> **Complete the following**:
[a] Answer these questions using the article on the international friendlies talking points, marking each answer to match its question.
(i) What was the final score of Spain's match against Argentina in Madrid?
(ii) Which team do Russia face in their opening game of the tournament?
(iii) Since 2016, which country is the only one at the tournament that Russia have beaten?
[b] Write the next part of the article on the international friendlies talking points, continuing after its final sentence.

═══ Document section ═══

Ian Hawkey looks at some of the stories to come up from the past week's action, as well as why there is cause for optimism for Italy and Netherlands despite their absence from the World Cup
Life with no Messi tough for Argentina, Russia under pressure, and more VAR concerns: International friendlies talking points
We are now less than three months away from the 2018 World Cup finals in Russia. The last week's international friendlies have given a clearer idea of how teams are shaping up for the tournament, and also those who are not, and here are some of the talking points to come from the action.
Tough going without Messi
Lionel Messi took up the wisest position for Argentina’s match against Spain in Madrid. He was in the stands, rested, at the Metropolitano area as his country suffered a painful thrashing. Messi left his seat before the end, just after Spain had scored their sixth goal of the 6-1 rout.
Yes, Argentina will be better with Messi on the pitch. Yes, he will be under huge pressure to be as much the match-winner for his country as he is for his club, Barcelona. “Catastrophe,” said one headline in Buenos Aires, after a Spain inspired by the brilliant Isco, who demoralised Italy in the qualifiers, maintained his reputation as a main man for Spain even while he struggles to make himself indispensable for his club, Real Madrid.
Hosts with hassles
Eight years ago, South Africa made an undistinguished piece of history when they became the first hosts of a World Cup to fail to progress beyond the group stage. So at least Russia will have a precedent if they flop too.
Russia take on Saudi Arabia on their opening game in 10 weeks’ time and the evidence of their preparation friendlies is that they are far from ready, and a very long way from the ambitious target set by their Federation, of reaching a semi-final.
Russia conceded six goals in their two March matches, three each against Brazil and France to complete an alarming record over the past two years.
They have since 2016 played 13 times against other countries who will be at the tournament this summer. They won just once in those games, against South Korea.

═══ Supplied material ═══

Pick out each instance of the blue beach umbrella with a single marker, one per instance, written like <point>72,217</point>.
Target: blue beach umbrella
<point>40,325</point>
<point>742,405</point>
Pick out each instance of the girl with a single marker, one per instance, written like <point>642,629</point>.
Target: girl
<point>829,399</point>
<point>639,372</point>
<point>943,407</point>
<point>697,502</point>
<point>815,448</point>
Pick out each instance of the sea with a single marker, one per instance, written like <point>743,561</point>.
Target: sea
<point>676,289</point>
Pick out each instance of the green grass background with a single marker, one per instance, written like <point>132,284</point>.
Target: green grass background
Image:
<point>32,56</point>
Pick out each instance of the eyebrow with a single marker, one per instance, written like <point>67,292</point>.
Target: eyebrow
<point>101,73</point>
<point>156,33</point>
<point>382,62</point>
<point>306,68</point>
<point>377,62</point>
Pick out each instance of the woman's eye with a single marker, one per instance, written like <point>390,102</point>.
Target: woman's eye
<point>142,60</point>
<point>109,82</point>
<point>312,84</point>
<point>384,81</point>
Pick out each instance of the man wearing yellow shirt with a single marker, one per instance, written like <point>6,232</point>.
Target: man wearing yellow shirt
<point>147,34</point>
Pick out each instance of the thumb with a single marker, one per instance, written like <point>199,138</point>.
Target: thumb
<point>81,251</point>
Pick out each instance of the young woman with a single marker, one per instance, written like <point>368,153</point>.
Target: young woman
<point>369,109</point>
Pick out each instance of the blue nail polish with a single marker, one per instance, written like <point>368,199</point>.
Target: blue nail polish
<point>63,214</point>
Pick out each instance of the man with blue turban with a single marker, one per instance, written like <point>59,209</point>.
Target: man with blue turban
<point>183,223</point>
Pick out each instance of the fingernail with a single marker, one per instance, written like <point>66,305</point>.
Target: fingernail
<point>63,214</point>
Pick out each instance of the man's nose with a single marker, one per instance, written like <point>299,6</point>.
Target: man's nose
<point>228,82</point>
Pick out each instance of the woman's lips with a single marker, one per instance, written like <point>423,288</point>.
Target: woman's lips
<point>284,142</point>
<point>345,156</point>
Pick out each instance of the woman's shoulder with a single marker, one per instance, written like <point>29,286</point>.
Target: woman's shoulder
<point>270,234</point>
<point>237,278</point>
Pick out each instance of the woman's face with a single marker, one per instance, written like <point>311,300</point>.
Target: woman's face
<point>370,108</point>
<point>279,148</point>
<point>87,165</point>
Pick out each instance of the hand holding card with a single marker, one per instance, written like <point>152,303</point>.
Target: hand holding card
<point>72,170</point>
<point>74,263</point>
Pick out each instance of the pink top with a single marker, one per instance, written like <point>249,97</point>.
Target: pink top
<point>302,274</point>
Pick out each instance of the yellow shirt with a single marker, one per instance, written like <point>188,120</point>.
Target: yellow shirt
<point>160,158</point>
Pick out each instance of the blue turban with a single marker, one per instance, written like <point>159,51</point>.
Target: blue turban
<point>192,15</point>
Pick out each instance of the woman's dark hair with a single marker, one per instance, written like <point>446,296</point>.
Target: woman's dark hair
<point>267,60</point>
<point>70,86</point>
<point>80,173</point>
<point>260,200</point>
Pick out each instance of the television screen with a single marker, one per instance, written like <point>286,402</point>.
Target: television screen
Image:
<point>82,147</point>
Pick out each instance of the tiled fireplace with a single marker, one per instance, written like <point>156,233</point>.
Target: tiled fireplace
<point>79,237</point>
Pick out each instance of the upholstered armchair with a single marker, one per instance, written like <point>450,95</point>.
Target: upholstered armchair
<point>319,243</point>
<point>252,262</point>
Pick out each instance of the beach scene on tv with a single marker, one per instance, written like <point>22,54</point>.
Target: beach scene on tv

═══

> **Task-by-task results**:
[a]
(i) 6-1
(ii) Saudi Arabia
(iii) South Korea

[b]
None of the countries in which the Video Assistant Referee (VAR) system has been extensively trialled, ahead of its use at Russia 2018, has exactly welcomed it with open arms.
There was another outbreak of video-assisted controversy on Tuesday night at Wembley Stadium, home of an English football which is particularly sceptical about VAR’s merits after gripes over excessive referrals, and long delays over decision-making by officials in the FA Cup matches it has operated at.
Italy gained a late penalty to draw their friendly with England, a penalty awarded when referee Deniz Aytekin asked for a second opinion on a possible foul by debutant James Tarkowski.
First, the television screen near the pitch used for the second look at the incident needed readjusting. Then, after the spot-kick had been awarded and converted, several England players protested and seemed to accuse Federico Chiesa, who was deemed to have been fouled, of diving.
VAR is designed to eliminate such doubts, and as England manager Gareth Southgate said, it is only supposed to be called on for clarifying ‘clear and obvious errors’ by on-the-pitch referees.
Southgate thought this case had not been one. Expect VAR to set off disputes as well as solve problems throughout June and July.
The same Chiesa had only made his senior Italian debut a few days earlier. His Italy may not be going to Russia, but, at 20, he has opportunities ahead and can always ask his father Enrico Chiesa what it is like to play at a World Cup.
Chiesa senior was a quarter-finalist at the 1998 tournament where one Patrick Kluivert reached a semi-final with the Netherlands. Justin Kluivert, Patrick’s son, also made his international debut this week, to give long-term hope for the Dutch, who also failed to qualify this time around.
Germany, defeated 1-0 in Berlin by Brazil on Tuesday, will be happy to welcome Manuel Neuer back from his lengthy lay-off with a broken bone in his foot, while nervously hoping the injury – not the first such break for the goalkeeper – is fully healed by the start of the World Cup.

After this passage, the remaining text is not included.